任务要求: 能否把记录中从含有“Locate each instance of the playground”的那一行起直到记录末尾的这一段原样照抄一遍？首尾两行都要包括在内。

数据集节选
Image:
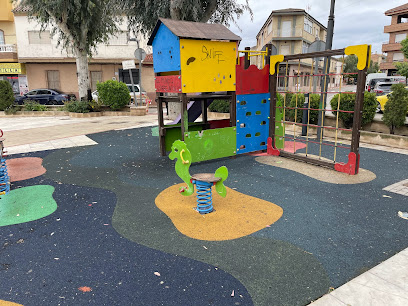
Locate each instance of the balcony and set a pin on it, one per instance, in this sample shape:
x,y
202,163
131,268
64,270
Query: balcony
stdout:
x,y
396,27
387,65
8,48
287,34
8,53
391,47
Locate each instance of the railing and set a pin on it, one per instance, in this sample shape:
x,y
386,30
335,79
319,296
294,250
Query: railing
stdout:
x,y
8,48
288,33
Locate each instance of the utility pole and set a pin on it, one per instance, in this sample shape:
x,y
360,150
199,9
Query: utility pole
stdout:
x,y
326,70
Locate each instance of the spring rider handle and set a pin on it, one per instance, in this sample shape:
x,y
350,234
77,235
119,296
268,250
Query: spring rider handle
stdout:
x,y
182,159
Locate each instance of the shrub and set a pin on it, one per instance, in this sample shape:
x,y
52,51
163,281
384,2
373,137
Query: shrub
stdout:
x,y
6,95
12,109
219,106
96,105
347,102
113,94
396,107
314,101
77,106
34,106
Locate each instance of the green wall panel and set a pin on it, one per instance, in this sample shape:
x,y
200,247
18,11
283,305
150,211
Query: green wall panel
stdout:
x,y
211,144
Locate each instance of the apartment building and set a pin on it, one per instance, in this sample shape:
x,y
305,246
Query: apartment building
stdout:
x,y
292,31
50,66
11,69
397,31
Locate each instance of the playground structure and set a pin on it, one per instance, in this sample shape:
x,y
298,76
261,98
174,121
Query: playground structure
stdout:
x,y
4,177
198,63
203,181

本题结果:
Locate each instance of the playground structure and set a pin on it, one per instance, in this sample shape:
x,y
298,76
261,98
174,121
Query: playground structure
stdout:
x,y
4,177
198,63
203,181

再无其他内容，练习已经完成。